→ Your task
Give an exact copy of every entry.

(Data for the task Opens)

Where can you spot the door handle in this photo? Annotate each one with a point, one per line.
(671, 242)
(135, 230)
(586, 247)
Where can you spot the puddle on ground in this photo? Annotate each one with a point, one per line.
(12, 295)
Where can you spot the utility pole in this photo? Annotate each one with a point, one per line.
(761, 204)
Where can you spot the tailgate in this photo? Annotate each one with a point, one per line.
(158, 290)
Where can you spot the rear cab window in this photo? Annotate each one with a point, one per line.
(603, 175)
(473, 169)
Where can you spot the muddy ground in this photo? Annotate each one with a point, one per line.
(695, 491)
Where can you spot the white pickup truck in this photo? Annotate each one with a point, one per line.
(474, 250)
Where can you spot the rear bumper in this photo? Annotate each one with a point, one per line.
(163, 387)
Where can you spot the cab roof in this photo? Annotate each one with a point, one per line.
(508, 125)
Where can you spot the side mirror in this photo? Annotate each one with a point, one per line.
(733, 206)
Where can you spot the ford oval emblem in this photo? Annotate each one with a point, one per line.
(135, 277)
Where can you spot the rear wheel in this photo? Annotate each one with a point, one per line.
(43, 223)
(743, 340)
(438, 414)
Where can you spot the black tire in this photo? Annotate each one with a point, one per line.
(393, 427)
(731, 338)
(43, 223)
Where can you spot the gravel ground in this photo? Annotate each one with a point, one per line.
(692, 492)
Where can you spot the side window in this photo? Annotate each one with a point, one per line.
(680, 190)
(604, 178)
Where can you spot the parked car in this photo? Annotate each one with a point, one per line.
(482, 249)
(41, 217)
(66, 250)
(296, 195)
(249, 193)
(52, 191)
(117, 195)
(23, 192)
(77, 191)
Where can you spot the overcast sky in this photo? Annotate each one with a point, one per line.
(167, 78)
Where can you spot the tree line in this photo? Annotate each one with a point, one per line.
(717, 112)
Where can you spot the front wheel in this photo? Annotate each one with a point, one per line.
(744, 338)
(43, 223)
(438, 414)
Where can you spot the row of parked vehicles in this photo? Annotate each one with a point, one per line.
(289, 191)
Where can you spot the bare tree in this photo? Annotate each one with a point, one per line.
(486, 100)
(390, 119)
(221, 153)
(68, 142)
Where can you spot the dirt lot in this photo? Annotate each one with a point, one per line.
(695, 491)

(Data for the task Closes)

→ Output for this task
Where can you spot the door handle in this photo? Annotate each one with a point, one per line.
(671, 242)
(135, 230)
(586, 247)
Where can you spot the puddle on ground in this photo? Annotate each one with a point, one per line.
(12, 295)
Where can you spot the utility pole in this photo? Annotate each one with a point, one per line.
(761, 204)
Where can you spot the tailgate in this photo? Annotate each one with a point, one per line.
(158, 290)
Where can you spot the rear cab window in this photo? Annotate each one with a point, one per line.
(603, 175)
(473, 169)
Where can you spot the muddy ground in this photo? Annotate each one with a point, one per line.
(695, 491)
Where can you spot the white pickup truck in this photo? Annotate each one with a point, one per line.
(474, 250)
Where can you spot the rear bumper in this photo? Annotate each one with a point, one per line.
(163, 387)
Where can you spot the cab roof in this photo? Annotate each one with a point, one per line.
(508, 125)
Where can you spot the side mirror in this photo? Annotate each one with a point, one per line.
(733, 206)
Where can you spot the ford oval emblem in this photo? Annotate each one with a point, one per line.
(135, 277)
Where can you spot the rear wheel in this photo? Annotate each one with a point, one per line.
(43, 223)
(743, 340)
(438, 414)
Where can you spot the black tire in this photo? Annotate each one with a point, one per line.
(393, 427)
(731, 338)
(43, 223)
Where can you spot the gravel ground in this photo? Annotate each one with a point, one per line.
(692, 492)
Where can you spot the side window in this photo? Annotate each one with a point, one per line.
(680, 190)
(604, 178)
Where can you spot the parked car in this photo? Annotate each one with a point, one per line.
(482, 249)
(41, 217)
(66, 250)
(296, 195)
(249, 193)
(52, 191)
(117, 195)
(23, 192)
(77, 191)
Where can you spot the overcast sky in this photo? Annotate each one with a point, one per line.
(167, 78)
Where can you spot the tree line in this photo? Annotate each one with a point, one per line.
(717, 112)
Where can you spot the front wheel in this photo? Annotate each one with a point, one per line.
(744, 338)
(43, 223)
(438, 414)
Where can you spot the row of parked vehicles in this photo? Annotate each one with a point, one per line.
(289, 191)
Where can you spot the bare tree in this photo? Annotate each one with a point, one per line.
(486, 100)
(390, 119)
(221, 153)
(68, 142)
Where can you spot the dirt lot in this photo? Annotate each one with a point, one per line.
(695, 491)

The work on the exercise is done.